ZADANIA DO ROZWIĄZANIA:
(1) Odpowiedz krótko na pytania do relacji z majówki:
(a) Ile mniej więcej kilometrów wyszło w sumie?
(b) Od kogo pożyczono radiostacje?
(c) Do jakiego miejsca noclegowego dotarto wieczorem pierwszego dnia?
(2) Proszę wypisać wszystkie miejscowości wymienione w opisie pierwszego dnia w relacji z majówki.
(3) Dopisz dalszy ciąg relacji z majówki w Zakopanem, zaczynając od miejsca, w którym tekst się kończy.

TEKST ŹRÓDŁOWY:
—————

|
Zobacz poprzedni temat :: Zobacz następny temat |
Autor |
Wiadomość |
Thomsonicus
Administrator
Dołączył: 06 Mar 2010
Posty: 748
Przeczytał: 0 tematów
Ostrzeżeń: 0/5 Skąd: Krasnystaw Płeć:
|
Wysłany: 10 Maj 2012 21:46 Temat postu: Majówka 2012 - Zakopane |
|
|
Fajny wypad. Wyszło trochę mniej kilometrów niż planowaliśmy, chyba coś koło 1200.
Pierwszy dzień - jazda na Sanok
Wyjazd. Kobminowanie z radiostacjami pożyczonymi od Simona (dzięki!), oczywiście ciągle albo nie działa, albo nic nie można zrozumieć. Grzecho poprawił, nadaje "Masz smar do łańcucha?", odpowiedź - "Qrv.." i zakup jakiegoś szitu w Zamościu Potem szybko kierowaliśmy się na Tomaszów Lub., dalej na Przemyśl. Trasa znajoma, dość nudna. Stop jedynie po paliwo w Przemyślu i dalej na Sanok. W samym Sanoku oczywiście musieliśmy się pogubić i jeździliśmy po jakichś blokowiskach i podwórkach. Z samego wieczora dotarliśmy do "Chaty u Starych Znajomych" przy drodze wojewódzkiej. Skórzane meble, TV, lodówki, internety... fajnie było. Szkoda jedynie że 3 maja wszystkie sklepy pozamykane były i nie było co jeść
Drugi dzień jazda na Zakopane.

—————

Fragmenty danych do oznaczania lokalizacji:

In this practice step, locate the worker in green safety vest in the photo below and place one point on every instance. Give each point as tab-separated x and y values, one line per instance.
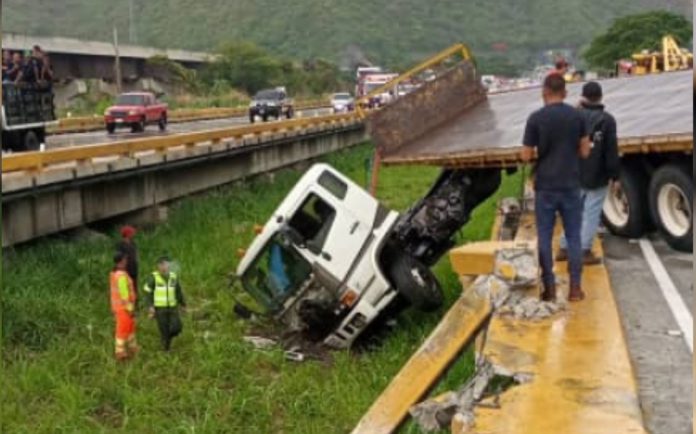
164	300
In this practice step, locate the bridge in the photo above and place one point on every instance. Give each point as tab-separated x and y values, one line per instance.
83	59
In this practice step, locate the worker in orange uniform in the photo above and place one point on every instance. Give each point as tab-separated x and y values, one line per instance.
123	307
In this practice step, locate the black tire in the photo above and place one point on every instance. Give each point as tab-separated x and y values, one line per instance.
416	283
626	214
671	205
30	142
162	123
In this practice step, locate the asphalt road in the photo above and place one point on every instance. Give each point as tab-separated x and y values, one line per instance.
653	285
99	137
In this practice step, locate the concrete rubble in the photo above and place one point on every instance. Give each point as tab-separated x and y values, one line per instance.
514	273
456	408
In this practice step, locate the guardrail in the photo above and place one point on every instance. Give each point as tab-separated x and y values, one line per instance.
37	161
96	122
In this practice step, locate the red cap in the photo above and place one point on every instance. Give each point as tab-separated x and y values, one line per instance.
127	231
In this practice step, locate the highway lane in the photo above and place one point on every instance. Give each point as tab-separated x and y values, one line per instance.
653	285
99	137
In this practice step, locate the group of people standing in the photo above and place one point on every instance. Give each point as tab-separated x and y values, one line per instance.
33	69
577	162
164	298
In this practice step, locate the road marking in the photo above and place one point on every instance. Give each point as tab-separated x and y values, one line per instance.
669	291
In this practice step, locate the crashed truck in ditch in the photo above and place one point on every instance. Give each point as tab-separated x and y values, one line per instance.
332	259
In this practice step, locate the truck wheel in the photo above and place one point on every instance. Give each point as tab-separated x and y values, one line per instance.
162	123
31	142
671	204
416	283
626	208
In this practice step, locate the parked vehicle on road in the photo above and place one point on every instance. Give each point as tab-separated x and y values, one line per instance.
342	102
271	103
136	110
26	112
331	258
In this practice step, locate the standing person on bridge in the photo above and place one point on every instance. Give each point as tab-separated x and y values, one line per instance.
164	299
598	172
559	134
123	308
128	248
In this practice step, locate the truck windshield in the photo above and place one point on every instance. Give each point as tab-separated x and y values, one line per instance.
130	100
276	274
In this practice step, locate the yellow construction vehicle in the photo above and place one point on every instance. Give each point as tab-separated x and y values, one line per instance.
672	57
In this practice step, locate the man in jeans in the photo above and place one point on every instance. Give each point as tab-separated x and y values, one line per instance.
559	134
599	171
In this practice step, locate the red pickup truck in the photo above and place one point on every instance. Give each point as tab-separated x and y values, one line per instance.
136	110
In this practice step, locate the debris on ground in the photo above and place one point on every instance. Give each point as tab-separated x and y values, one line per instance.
456	408
515	272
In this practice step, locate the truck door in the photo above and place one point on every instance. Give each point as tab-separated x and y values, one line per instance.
334	236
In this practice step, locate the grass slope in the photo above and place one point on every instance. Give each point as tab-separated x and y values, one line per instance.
388	31
59	374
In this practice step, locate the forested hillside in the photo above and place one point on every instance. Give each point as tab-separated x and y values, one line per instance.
503	33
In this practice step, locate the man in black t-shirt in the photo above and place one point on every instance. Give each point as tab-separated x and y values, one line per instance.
559	135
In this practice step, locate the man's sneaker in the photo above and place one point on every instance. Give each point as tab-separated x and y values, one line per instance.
562	255
589	258
575	293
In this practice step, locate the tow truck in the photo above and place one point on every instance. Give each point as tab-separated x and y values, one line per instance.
331	259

—————

ZESTAW ODPOWIEDZI:
(1)
(a) Około 1200 kilometrów.
(b) Od Simona.
(c) Do „Chaty u Starych Znajomych” przy drodze wojewódzkiej.

(2) Sanok, Zamość, Tomaszów Lub., Przemyśl

(3)
Parę serpentyn, czasem mokro i zmarnowane winkle . Kilka razy w Kawasaki na zakrętach "uciekał" przód i stresowałem się przez to dość mocno. Bujaliśmy drogami gminnymi bądź wojewódzkimi, na krajówkach mało zakrętów a dużo policji. Sporo policjantów na motocyklach, nikt im nie macha! Jak jednemu machnąłem to tak mi odmachał jakby żegnał się z własną teściową. Myliliśmy drogę jakieś 11-12 razy i trzeba było ciągle zawracać ale za to zwiedziliśmy okolice blokowisk, podwórek i miejsc w które normalnie się nie zajeżdża. Nawet navi prowadziła a'la "za stodołą w prawo" i o dziwo za ów stodołą znajdowała się droga krajowa nr 47, zwana potocznie Zakopianką. Ruch jak cholera, wyprzedzanie po 16 aut na raz. Co 100m żul z reklamą pokoi do wynajęcia Potem jeszcze 10 okrążeń Zakopanego (adresu nie mogliśmy oczywiście znaleźć) i nocleg.
Trzeci dzień to łażenie po Zakopcu.
Padał deszcz więc siedzieliśmy w barach na Krupówkach (piwo 7zł) i poszliśmy na Gubałówkę. Fajne widoki, stroma górka na wys. 1223 m.n.p.m.
Dzień czwarty to powrót.
Zakopane to jakieś 400km od domu więc padła propozycja żeby jechać krajówkami i dojechać o jakiejś sensownej porze do domu. W sumie nie było źle, leciało się dość komfortowo a po jakimś czasie nawet trochę nudno. Póki jeszcze było widać góry to były zakrętasy i objazdy dające co nieco rozrywki. Potem to już płasko i prosto. 500km w jeden dzień.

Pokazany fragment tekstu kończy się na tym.